▶ _To do_:
Pick out every line of the listing below that contains the word "kitchen" and copy each of those lines.

* start *

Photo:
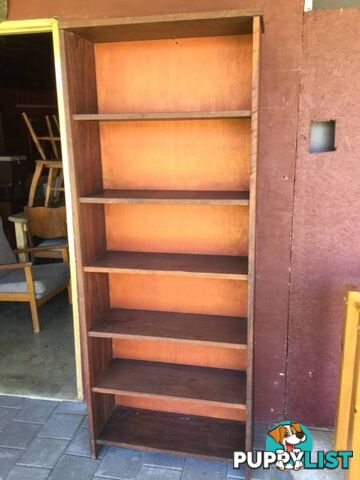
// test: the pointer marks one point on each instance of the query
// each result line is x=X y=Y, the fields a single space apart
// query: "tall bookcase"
x=162 y=136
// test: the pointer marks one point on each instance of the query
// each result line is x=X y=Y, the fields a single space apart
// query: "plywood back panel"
x=182 y=353
x=175 y=74
x=181 y=154
x=179 y=294
x=206 y=229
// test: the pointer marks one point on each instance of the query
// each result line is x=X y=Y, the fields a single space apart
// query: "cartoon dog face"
x=288 y=435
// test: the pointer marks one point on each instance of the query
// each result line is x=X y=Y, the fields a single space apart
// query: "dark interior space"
x=27 y=84
x=31 y=363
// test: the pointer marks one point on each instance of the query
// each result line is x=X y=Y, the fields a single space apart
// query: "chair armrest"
x=14 y=266
x=41 y=249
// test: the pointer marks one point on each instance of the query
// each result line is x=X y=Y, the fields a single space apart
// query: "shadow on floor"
x=40 y=364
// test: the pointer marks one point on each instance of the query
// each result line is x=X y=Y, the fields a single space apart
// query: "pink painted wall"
x=326 y=236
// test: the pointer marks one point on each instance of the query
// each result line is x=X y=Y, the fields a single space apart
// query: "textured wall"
x=326 y=241
x=280 y=67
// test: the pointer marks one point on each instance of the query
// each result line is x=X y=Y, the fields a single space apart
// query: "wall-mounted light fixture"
x=322 y=136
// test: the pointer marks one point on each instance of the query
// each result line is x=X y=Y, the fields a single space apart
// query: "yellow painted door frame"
x=50 y=25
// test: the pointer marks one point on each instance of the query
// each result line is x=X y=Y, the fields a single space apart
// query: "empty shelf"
x=168 y=197
x=149 y=379
x=138 y=116
x=223 y=266
x=170 y=432
x=184 y=327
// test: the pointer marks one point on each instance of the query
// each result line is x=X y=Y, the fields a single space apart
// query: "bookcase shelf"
x=221 y=266
x=132 y=377
x=163 y=119
x=175 y=197
x=168 y=326
x=134 y=116
x=168 y=432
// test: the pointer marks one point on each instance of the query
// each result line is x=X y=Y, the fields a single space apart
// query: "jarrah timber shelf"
x=162 y=114
x=173 y=197
x=108 y=117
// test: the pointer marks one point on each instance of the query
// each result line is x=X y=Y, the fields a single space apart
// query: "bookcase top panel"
x=200 y=24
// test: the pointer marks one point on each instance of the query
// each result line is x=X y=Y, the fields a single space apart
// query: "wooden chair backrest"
x=46 y=222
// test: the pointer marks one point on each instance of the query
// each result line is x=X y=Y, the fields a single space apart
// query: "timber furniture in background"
x=162 y=116
x=34 y=284
x=55 y=182
x=48 y=225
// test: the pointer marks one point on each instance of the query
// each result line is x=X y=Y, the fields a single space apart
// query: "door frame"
x=50 y=25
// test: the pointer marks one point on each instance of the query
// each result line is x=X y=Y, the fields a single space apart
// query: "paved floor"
x=48 y=440
x=37 y=364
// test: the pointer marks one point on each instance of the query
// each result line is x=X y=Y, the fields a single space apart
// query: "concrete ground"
x=48 y=440
x=37 y=364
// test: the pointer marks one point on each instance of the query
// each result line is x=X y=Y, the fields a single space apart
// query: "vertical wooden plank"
x=347 y=372
x=354 y=472
x=79 y=88
x=252 y=221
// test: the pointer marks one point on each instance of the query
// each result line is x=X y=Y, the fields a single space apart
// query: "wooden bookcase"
x=162 y=136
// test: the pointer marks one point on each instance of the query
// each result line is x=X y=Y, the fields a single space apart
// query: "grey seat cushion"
x=6 y=254
x=46 y=278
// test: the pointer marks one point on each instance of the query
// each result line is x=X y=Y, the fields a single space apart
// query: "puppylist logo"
x=288 y=447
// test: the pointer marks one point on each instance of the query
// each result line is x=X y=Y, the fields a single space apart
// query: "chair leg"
x=69 y=294
x=34 y=182
x=34 y=315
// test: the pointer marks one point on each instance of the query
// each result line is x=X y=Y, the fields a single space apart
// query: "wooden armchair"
x=35 y=284
x=49 y=224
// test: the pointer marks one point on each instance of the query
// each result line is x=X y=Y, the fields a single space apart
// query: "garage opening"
x=37 y=341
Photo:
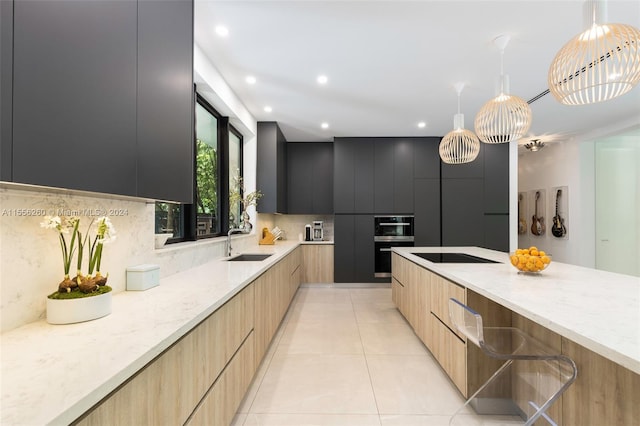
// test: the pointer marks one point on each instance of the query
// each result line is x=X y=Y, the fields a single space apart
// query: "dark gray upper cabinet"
x=383 y=176
x=496 y=178
x=165 y=104
x=462 y=212
x=353 y=182
x=427 y=212
x=272 y=168
x=403 y=175
x=375 y=175
x=426 y=160
x=364 y=170
x=74 y=95
x=310 y=177
x=343 y=176
x=496 y=232
x=102 y=97
x=344 y=248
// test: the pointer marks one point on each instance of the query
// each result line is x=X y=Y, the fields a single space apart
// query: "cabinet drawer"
x=223 y=399
x=441 y=291
x=451 y=353
x=397 y=295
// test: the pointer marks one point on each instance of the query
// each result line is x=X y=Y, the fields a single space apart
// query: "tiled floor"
x=345 y=356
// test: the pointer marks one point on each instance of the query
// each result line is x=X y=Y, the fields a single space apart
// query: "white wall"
x=30 y=257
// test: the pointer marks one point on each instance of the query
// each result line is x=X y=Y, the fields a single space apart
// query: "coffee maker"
x=317 y=230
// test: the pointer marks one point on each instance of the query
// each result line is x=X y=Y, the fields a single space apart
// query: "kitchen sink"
x=249 y=257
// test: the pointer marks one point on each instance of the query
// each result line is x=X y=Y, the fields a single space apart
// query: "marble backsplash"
x=31 y=260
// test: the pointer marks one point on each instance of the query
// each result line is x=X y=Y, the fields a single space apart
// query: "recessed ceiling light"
x=222 y=31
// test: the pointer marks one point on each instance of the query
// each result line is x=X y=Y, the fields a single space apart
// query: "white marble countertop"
x=596 y=309
x=323 y=242
x=52 y=374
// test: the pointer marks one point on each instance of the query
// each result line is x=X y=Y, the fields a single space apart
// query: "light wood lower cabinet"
x=274 y=291
x=604 y=393
x=451 y=353
x=202 y=378
x=317 y=261
x=220 y=404
x=168 y=389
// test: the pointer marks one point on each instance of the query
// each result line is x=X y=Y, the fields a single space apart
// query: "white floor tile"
x=330 y=337
x=321 y=312
x=392 y=338
x=312 y=420
x=412 y=384
x=323 y=295
x=370 y=295
x=316 y=384
x=378 y=312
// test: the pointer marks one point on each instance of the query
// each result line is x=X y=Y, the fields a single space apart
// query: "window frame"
x=190 y=211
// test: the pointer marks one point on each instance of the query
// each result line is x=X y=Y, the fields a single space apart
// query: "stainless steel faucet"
x=234 y=231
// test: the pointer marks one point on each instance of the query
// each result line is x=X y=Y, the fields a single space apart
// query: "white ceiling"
x=392 y=64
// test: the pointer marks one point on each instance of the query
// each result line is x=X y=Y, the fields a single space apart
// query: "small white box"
x=143 y=277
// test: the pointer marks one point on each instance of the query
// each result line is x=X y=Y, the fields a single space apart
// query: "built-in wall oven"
x=390 y=231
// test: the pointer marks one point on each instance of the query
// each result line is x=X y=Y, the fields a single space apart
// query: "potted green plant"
x=238 y=196
x=83 y=297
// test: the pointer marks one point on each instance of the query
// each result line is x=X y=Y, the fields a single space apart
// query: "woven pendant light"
x=460 y=145
x=506 y=117
x=599 y=64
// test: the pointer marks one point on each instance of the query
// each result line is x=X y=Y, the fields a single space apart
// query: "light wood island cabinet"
x=317 y=263
x=202 y=378
x=605 y=393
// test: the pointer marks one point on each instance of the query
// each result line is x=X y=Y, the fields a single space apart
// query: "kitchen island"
x=592 y=316
x=212 y=320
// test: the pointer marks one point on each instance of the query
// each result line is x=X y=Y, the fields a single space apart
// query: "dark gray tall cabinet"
x=426 y=192
x=101 y=97
x=353 y=248
x=475 y=200
x=271 y=168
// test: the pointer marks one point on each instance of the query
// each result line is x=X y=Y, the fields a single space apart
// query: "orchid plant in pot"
x=82 y=286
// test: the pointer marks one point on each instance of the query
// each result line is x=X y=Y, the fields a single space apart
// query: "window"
x=235 y=175
x=207 y=171
x=217 y=170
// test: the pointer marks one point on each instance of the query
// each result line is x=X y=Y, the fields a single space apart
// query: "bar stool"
x=523 y=388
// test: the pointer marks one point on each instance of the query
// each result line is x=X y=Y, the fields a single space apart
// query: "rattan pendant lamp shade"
x=599 y=64
x=460 y=145
x=506 y=117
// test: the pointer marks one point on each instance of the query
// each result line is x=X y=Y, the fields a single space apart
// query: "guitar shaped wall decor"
x=537 y=222
x=558 y=229
x=522 y=222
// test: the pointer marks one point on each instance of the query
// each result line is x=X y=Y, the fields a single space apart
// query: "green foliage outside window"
x=206 y=178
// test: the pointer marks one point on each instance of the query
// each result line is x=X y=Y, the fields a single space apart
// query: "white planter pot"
x=78 y=310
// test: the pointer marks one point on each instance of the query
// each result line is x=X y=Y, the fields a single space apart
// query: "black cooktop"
x=453 y=258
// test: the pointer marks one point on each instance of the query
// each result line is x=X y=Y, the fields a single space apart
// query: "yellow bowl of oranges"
x=530 y=260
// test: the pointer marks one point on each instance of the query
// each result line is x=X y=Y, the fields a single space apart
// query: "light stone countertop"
x=597 y=309
x=311 y=243
x=52 y=374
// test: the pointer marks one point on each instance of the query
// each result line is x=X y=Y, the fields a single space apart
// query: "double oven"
x=390 y=231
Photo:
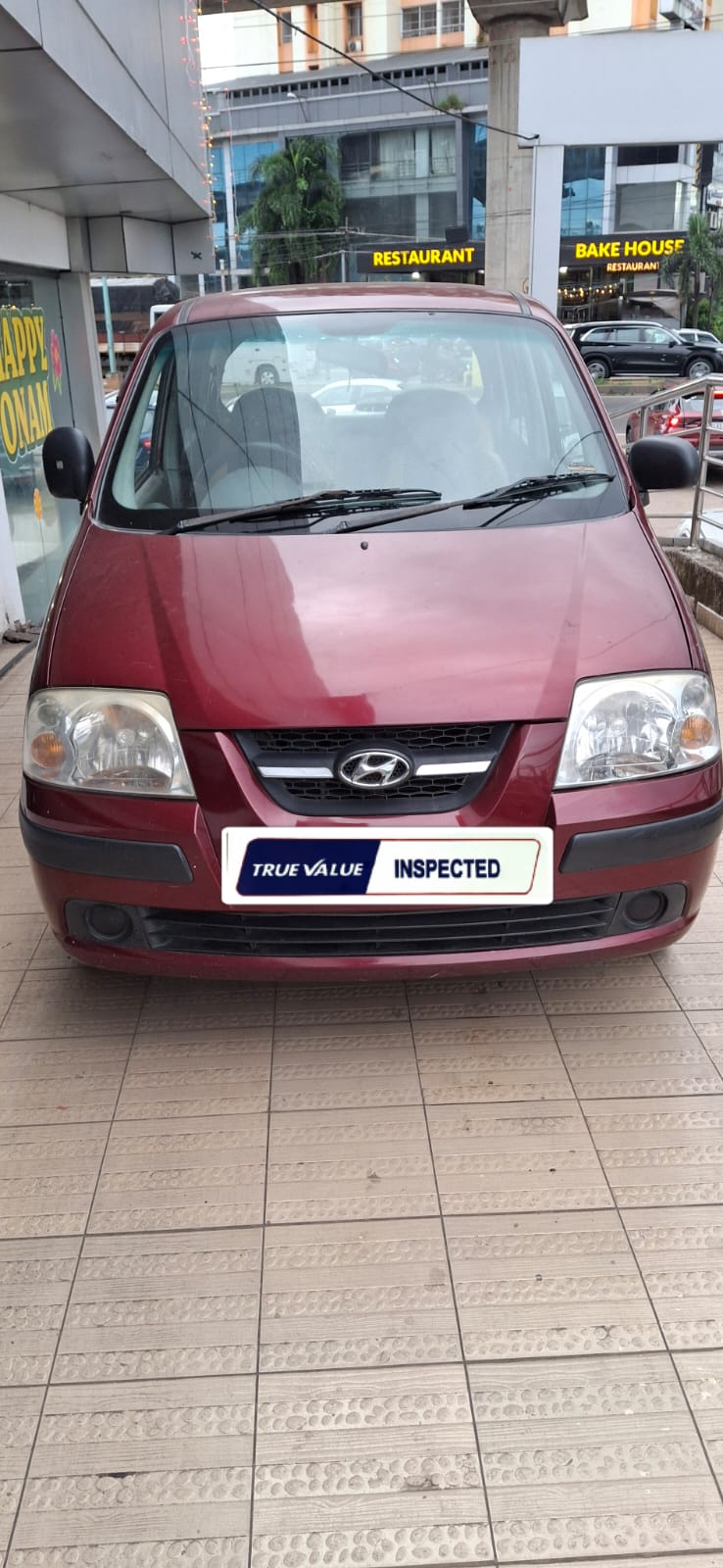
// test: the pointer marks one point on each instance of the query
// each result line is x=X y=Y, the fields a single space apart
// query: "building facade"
x=124 y=188
x=407 y=172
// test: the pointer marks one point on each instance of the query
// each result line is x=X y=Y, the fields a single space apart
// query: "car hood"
x=364 y=629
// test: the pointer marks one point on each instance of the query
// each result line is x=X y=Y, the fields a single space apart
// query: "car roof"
x=311 y=298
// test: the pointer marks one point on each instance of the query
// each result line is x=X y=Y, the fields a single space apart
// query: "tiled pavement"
x=358 y=1277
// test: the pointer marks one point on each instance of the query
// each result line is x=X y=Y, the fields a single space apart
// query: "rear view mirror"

* end *

▶ _The completed task_:
// query: "kitchen sink"
// query: "kitchen island"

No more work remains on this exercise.